Görev –
Aşağıdaki Arapça ifadelerin dil bilgisi tahlilini yapan metni son cümlesinden sonra sürdürür müsün?

Metin –
--- --- ---

وَيَسْتَنْبِـؤُ۫نَكَ اَحَقٌّ هُوَۜ

 

Fiil cümlesidir.  وَ  istînâfiyyedir.  يَسْتَنْبِـؤُ۫نَكَ  fiili,  نَ ’un sübutuyla merfû muzari fiildir. Zamir olan çoğul  و ’ı fail olup mahallen merfûdur.

Muttasıl zamir  كَ  mef’ûlün bih olarak mahallen mansubdur.

Hemze istifham harfidir.  حَقٌّ  mukaddem haber olup lafzen merfûdur.

Munfasıl zamir  هُوَ  muahhar mübteda olarak mahallen merfûdur.

يَسْتَنْبِـؤُ۫نَكَ  fiili, sülâsî mücerrede üç harf ilave edilerek mezid yapılan fiillerdendir. İstif’al babındandır. Sülâsî fiili  نبأ ’dir.

Bu bab fiile talep, tehavvül, vicdan, mutavaat, ittihaz ve itikat gibi anlamları katar. 


 قُلْ ا۪ي وَرَبّ۪ٓي اِنَّهُ لَحَقٌّ وَمَٓا اَنْتُمْ بِمُعْجِز۪ينَ۟

 

Fiil cümlesidir.  قُلْ  sükun üzere mebni emir fiildir. Fail ise müstetir zamir  أنت ’dir.

--- --- ---

Verilen Malzeme –
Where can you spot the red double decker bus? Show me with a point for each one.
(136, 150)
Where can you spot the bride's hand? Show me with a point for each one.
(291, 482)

--- --- ---

Cevap –
Mekulü’l-kavli,  وَرَبّٖٓي ’dir.  قُلْ  fiilinin mef’ûlün bihi olarak mahallen mansubdur.

اٖي  cevap harfidir.  وَ  kasem harfidir.  وَرَبّٖٓي  car mecruru mahzuf fiile müteallıktır. Takdiri,  أقسم  şeklindedir.

Mütekellim zamiri  ي  muzâfun ileyh olarak mahallen mecrurdur.

Kasemin cevabı  اِنَّهُ لَحَقٌّ ’dur. 

إِنَّ  tekid harfidir. İsim cümlesinin önüne gelir. İsmini nasb haberini ref eder.

هُ  muttasıl zamiri  إِنَّ ’nin ismi olarak mahallen mansubdur.

لَ  harfi  اِنَّ ’nin haberinin başına gelen lam-ı muzahlakadır.  حَقٌّ  kelimesi  اِنَّ ’nin  haberi olup lafzen merfûdur.

وَ  atıf harfidir.  مَٓا  nefy harfi olup  لَيْسَ  gibi amel eder.  اَنْتُمْ  munfasıl zamiri  مَا ’nın ismi olarak mahallen merfûdur.

بِ  harfi zaiddir.  بِمُعْجِزٖينَ  lafzen mecrur olup  مَا ’nın haberidir.

بِ  harf-i ceri mecruruna ilsak, sebep, musahabe, zaid, karşılık – bedel, istiane, zaman – mekân zarfı gibi manalar kazandırabilir. Burada zaid manasındadır. (Arapça Dilbilgisi Ayetlerle Nahiv Bilgisi)

Bazen  لَيْسَ ’ye benzeyen  مَا ’nın haberinin başına manayı tekid için zaid (بِ) harf-i ceri gelebilir. (Arapça Dilbilgisi Ayetlerle Nahiv Bilgisi)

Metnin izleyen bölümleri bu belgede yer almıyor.